- What you will do:
Report every line in the records below that contains the string "snow". Matching is case-sensitive.

- Records for processing:
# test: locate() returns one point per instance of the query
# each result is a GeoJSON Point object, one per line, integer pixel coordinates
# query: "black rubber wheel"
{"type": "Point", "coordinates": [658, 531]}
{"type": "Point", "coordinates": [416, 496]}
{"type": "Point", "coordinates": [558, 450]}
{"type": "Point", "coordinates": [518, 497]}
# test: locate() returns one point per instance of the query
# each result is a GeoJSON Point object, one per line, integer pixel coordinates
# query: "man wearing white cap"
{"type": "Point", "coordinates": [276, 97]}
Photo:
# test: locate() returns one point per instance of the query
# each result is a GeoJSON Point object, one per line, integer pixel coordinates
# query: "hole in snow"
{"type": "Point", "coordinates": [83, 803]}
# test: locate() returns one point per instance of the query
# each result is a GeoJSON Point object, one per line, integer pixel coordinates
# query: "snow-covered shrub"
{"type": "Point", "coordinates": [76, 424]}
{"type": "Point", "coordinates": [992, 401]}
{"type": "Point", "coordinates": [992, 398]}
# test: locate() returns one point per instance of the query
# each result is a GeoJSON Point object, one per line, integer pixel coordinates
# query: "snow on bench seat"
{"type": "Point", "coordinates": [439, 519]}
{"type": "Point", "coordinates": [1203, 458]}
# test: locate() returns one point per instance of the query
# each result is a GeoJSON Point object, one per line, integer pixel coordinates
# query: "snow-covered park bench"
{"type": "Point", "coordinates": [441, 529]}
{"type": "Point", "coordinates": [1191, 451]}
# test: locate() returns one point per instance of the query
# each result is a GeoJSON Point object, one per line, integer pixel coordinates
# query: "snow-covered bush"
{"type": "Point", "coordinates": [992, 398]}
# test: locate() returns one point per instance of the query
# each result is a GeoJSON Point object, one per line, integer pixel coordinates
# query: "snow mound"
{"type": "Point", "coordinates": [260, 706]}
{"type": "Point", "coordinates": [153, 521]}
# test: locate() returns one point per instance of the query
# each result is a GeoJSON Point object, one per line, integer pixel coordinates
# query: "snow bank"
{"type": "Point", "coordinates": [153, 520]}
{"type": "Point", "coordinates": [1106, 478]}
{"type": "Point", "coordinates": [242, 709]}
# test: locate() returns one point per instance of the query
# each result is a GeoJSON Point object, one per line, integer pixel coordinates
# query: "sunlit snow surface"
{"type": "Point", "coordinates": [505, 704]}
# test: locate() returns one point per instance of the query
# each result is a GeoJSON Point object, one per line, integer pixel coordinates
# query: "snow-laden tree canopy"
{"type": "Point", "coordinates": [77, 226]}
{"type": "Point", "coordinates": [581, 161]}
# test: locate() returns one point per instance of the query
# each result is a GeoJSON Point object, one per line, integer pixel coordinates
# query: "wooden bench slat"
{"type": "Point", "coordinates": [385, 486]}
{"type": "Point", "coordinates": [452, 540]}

- Result of this task:
# query: "hole in snow"
# query: "snow-covered shrub"
# query: "snow on bench seat"
# query: "snow-covered park bench"
# query: "snow-covered bush"
# query: "snow mound"
# query: "snow bank"
# query: "sunlit snow surface"
# query: "snow-laden tree canopy"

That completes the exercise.